→ **Task directions**:
Below is a block of data; give all of it again word for word.

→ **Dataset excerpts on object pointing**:

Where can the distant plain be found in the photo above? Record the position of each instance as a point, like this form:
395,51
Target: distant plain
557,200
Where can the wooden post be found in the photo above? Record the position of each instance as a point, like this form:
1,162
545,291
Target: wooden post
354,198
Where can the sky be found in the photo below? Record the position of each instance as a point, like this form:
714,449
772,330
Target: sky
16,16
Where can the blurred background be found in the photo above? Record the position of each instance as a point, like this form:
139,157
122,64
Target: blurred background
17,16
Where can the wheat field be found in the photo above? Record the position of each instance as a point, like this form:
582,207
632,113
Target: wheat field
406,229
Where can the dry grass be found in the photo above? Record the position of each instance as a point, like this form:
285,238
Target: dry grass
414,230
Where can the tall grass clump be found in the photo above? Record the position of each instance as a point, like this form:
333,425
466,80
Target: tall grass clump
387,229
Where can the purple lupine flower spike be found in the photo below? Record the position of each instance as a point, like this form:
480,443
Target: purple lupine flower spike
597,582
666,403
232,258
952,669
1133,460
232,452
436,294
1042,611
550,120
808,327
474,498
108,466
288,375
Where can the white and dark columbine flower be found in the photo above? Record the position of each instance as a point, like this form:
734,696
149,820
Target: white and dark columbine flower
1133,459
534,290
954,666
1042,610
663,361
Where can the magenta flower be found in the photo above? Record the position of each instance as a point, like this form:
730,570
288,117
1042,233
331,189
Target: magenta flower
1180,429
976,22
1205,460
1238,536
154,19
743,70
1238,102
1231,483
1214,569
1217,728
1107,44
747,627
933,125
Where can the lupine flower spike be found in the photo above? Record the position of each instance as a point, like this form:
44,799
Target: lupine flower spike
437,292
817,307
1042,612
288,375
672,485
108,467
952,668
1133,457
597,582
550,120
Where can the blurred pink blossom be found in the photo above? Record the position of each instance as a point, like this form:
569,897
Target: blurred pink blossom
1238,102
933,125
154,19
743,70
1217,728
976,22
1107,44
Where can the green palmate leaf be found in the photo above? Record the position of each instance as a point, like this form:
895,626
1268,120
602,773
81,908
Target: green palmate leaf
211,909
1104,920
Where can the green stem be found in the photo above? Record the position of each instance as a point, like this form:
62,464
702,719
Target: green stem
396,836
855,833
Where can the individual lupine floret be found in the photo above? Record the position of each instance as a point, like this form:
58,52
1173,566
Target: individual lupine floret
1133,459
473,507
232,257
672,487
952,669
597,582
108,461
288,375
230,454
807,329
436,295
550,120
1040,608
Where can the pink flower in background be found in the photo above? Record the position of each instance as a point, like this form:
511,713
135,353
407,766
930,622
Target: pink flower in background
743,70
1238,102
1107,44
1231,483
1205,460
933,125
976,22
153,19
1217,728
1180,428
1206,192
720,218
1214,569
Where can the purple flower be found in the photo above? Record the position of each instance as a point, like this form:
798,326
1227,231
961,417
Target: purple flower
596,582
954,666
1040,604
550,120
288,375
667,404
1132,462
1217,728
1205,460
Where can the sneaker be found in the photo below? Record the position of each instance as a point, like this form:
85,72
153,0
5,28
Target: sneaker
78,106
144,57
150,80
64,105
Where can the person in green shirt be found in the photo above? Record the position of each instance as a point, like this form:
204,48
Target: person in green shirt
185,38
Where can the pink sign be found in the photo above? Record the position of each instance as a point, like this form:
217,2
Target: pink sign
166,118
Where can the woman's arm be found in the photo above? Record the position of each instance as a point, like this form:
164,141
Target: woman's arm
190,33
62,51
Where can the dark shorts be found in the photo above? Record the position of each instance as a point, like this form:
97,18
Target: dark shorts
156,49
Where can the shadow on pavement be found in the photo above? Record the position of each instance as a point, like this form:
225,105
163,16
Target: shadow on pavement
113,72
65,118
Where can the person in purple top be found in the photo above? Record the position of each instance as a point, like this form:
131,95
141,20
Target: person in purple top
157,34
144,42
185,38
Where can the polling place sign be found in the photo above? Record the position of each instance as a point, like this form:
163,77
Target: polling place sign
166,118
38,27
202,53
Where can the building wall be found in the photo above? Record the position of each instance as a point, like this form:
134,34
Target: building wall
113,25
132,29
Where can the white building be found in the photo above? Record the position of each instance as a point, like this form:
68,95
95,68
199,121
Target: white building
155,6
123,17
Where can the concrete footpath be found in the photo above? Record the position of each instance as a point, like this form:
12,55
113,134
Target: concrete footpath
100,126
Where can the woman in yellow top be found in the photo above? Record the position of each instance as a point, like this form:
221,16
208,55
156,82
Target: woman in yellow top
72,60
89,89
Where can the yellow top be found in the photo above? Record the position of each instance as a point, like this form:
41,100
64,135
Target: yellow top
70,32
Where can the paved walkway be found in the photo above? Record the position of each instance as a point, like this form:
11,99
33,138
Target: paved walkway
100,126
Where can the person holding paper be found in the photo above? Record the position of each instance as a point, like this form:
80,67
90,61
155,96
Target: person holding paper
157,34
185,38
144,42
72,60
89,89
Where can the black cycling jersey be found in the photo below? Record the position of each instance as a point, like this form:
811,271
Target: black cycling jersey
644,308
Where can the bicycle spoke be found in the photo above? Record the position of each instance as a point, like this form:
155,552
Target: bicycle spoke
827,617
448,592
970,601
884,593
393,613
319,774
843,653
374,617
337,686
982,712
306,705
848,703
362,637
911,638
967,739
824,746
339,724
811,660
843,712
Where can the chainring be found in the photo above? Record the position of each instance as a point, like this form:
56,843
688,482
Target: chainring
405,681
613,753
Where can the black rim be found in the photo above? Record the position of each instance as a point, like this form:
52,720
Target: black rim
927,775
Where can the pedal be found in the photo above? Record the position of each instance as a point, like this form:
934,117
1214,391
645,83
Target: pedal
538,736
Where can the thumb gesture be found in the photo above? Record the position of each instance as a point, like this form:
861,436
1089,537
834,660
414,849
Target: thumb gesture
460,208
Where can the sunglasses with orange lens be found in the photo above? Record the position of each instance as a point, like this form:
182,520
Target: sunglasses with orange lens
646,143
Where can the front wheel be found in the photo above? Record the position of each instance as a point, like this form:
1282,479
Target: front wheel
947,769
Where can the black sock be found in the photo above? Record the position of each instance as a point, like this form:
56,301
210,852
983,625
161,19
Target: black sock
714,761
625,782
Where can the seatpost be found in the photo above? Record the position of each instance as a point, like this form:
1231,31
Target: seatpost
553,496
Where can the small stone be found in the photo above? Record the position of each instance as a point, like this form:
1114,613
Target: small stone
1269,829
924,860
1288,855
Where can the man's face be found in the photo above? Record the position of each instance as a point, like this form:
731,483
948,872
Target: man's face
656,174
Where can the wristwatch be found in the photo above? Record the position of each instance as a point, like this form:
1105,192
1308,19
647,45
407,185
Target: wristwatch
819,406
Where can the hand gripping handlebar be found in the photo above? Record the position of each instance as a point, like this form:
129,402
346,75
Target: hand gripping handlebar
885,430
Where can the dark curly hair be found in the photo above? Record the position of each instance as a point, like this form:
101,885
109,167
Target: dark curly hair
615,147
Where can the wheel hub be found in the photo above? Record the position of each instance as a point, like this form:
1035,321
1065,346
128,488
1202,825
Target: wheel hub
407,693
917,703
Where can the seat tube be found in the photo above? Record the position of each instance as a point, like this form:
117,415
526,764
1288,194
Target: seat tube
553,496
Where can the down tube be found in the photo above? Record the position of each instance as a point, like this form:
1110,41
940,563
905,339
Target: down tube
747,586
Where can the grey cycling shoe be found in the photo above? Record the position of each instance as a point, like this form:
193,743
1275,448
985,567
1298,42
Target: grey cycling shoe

→ **Result below**:
Where can the distant plain be found in the photo above? Record the position of each instance as a point, like this form:
395,51
Target: distant plain
557,200
Where can the wooden post be found in the photo above? Record the position of each instance as a point, like this form:
1,162
545,291
Target: wooden post
354,198
Where can the sky be found in the photo below? Record the position of each instance as a point, like this form:
714,449
772,330
Target: sky
16,16
Where can the blurred background be found in the photo above? Record the position of each instance as a point, like this form:
139,157
122,64
Target: blurred background
17,16
Where can the wheat field be found in the photo above? Record the position of each instance as a point, like this form:
582,207
632,113
Target: wheat field
406,229
Where can the dry grass be found in the photo above? Record the position of each instance as a point, like this form:
285,238
Target: dry grass
414,230
Where can the tall grass clump be found in the photo above? Record the position of each instance as a point, like this form:
333,425
466,80
Target: tall grass clump
387,229
Where can the purple lupine flower spike be found in the photo below? Record the position of each instance as a point, like this form:
480,443
Target: purple lupine flower spike
597,582
666,403
232,258
952,669
1133,460
232,452
436,294
1042,611
550,120
808,327
474,498
108,466
288,375
Where can the white and dark columbine flower be found in the photo above? Record the position of each instance as a point, like this form:
734,696
149,820
Target: white and dark columbine flower
1133,459
534,290
954,666
1042,610
663,361
Where can the magenta flower be found in the photo above? Record the position of each instance as a point, like this form:
730,570
288,117
1042,233
331,189
Target: magenta flower
1180,429
976,22
1205,460
1238,536
154,19
743,70
1238,102
1231,483
1214,569
1217,728
1107,44
747,627
933,125
Where can the lupine flower spike be found in the photo above? Record the position of each instance as a point, like this form:
44,799
Target: lupine flower spike
437,292
817,307
1042,612
288,375
672,485
108,467
952,668
1133,457
597,582
550,120
Where can the blurred pink blossom be found in the photo above? Record the position of each instance as a point, like this form:
569,897
Target: blurred pink blossom
1238,102
933,125
154,19
743,70
1217,728
976,22
1107,44
Where can the green palmate leaf be found in the photo above? Record the position of each instance as a point, like this form:
895,626
1268,120
602,773
81,908
Target: green palmate leaf
211,909
1104,920
Where can the green stem be found in the photo above? Record the position of each instance as a point, like this form:
62,464
702,719
Target: green stem
396,836
855,833
Where can the individual lupine floret be found in the photo above? Record the position of each instance as a point, like this form:
58,52
1173,566
Target: individual lupine floret
1133,459
473,507
232,257
672,487
952,669
597,582
108,461
288,375
230,454
807,329
436,295
550,120
1040,608
Where can the pink flower in background be found in the photo above? Record the position of each instance as a point, like this form:
511,713
135,353
407,766
930,622
Target: pink flower in background
743,70
1238,102
1107,44
1231,483
1205,460
933,125
976,22
153,19
1217,728
1180,428
1206,192
720,218
1214,569
Where can the purple flower be found in the photo above? Record the position of each instance as a point, like this form:
798,326
1227,231
961,417
Target: purple flower
596,582
954,666
1040,604
550,120
288,375
667,404
1132,462
1217,728
1205,460
Where can the sneaker be found in the photo below? Record the position of each instance as a point, like this form:
85,72
153,0
5,28
Target: sneaker
78,106
144,57
150,80
64,105
Where can the person in green shirt be found in the photo above? Record the position of each instance as a point, like this form:
204,48
Target: person in green shirt
185,38
Where can the pink sign be found in the photo above? Record the position of each instance as a point, like this form:
217,2
Target: pink sign
166,118
Where can the woman's arm be found in the photo above? Record the position of each instance as a point, like this form:
164,141
Target: woman's arm
190,33
62,51
Where can the dark shorts be found in the photo above? Record the position of each instance as a point, like this form:
97,18
Target: dark shorts
156,49
Where can the shadow on pavement be found in the photo above? Record the position of each instance as a point, like this form:
225,105
163,16
Target: shadow on pavement
113,72
65,118
Where can the person in purple top be found in the photo above? Record the position of each instance as a point, like this form:
131,95
141,20
Target: person in purple top
157,34
144,42
185,38
Where can the polling place sign be found in the photo above? Record the position of each instance as a point, like this form:
163,77
Target: polling place sign
166,118
38,27
202,53
Where can the building wall be found in the photo above? Record the position of each instance as a point, like this form:
134,34
Target: building wall
113,25
132,29
Where can the white building be found in the photo above? Record the position of each instance as a point, like this form:
68,95
95,68
199,121
Target: white building
155,6
123,17
Where can the concrete footpath be found in the photo above? Record the position of each instance as a point, like this form:
12,55
113,134
Target: concrete footpath
100,126
Where can the woman in yellow top be found in the photo above? Record the position of each instance as a point, like this form:
221,16
208,55
156,82
Target: woman in yellow top
72,60
89,89
Where can the yellow top be found in the photo above? Record the position of each instance as a point, like this form:
41,100
64,135
Target: yellow top
70,32
Where can the paved walkway be found in the photo above? Record the position of each instance as a point, like this form:
11,99
33,138
Target: paved walkway
100,126
Where can the person holding paper be found in the photo above? Record the position of each instance as a point, like this form:
80,67
90,61
155,96
Target: person holding paper
157,34
185,38
144,42
72,60
89,89
Where can the black cycling jersey be found in the photo below? Record the position of each instance as a point, like this form:
811,271
Target: black cycling jersey
644,308
Where can the bicycle spoke be found in the photo above? Record the position of each instance as a point, like this form:
155,552
Target: bicycle spoke
827,617
448,592
970,601
884,593
393,613
319,774
843,653
374,617
337,686
982,712
306,705
848,703
362,637
911,638
967,739
824,746
339,724
811,660
843,712
Where can the chainring be found in the photo above? Record the position of each instance as a point, like this form:
56,843
688,482
Target: chainring
405,681
613,753
Where can the black rim be found in the photo above? Record the position of each instance as a point, like this form:
52,720
Target: black rim
927,775
Where can the pedal be found in the photo above? Record the position of each instance as a point, like this form:
934,117
1214,391
645,83
Target: pedal
538,736
Where can the thumb gesture be found in the photo above? Record the position of each instance as a point, like this form:
861,436
1089,537
834,660
414,849
Target: thumb gesture
460,208
Where can the sunglasses with orange lens be found in the photo above? Record the position of each instance as a point, like this form:
182,520
Target: sunglasses with orange lens
646,143
Where can the front wheel be found in the photo above? Record the position of each instance as a point, like this form:
1282,479
Target: front wheel
947,769
Where can the black sock be found in the photo above? Record the position of each instance as a point, like this form:
56,301
210,852
983,625
161,19
Target: black sock
714,761
625,782
Where can the seatpost be found in the photo above? Record the position of each instance as a point, like this form:
1231,31
Target: seatpost
553,496
Where can the small stone be found in the photo above? Record the position of each instance as a point, like this form:
1114,613
Target: small stone
1269,829
924,860
1288,855
Where can the man's face be found in the photo above? Record the position of each instance as a point, like this form:
731,483
948,872
Target: man's face
656,174
Where can the wristwatch be found in the photo above? Record the position of each instance as a point, like this form:
1105,192
1308,19
647,45
407,185
Target: wristwatch
819,406
Where can the hand gripping handlebar be found in the photo above? Record the position of each instance as a point, like this form:
129,402
346,75
Target: hand gripping handlebar
885,430
Where can the dark curly hair be found in the photo above? Record the position of each instance as a point, like this form:
101,885
109,167
Target: dark curly hair
615,147
Where can the wheel hub be found in the photo above? Record the position of each instance as a point, like this form:
1035,321
1065,346
128,488
1202,825
Target: wheel hub
407,693
917,703
Where can the seat tube be found in the photo above? Record the position of each instance as a point, like this form:
117,415
526,764
1288,194
Target: seat tube
553,496
Where can the down tube be found in the photo above? Record the position of each instance as a point, like this form:
1110,41
940,563
905,339
Target: down tube
747,586
Where can the grey cycling shoe be found in the photo above? Record the position of each instance as a point, like this form:
193,743
1275,448
985,567
1298,42
Target: grey cycling shoe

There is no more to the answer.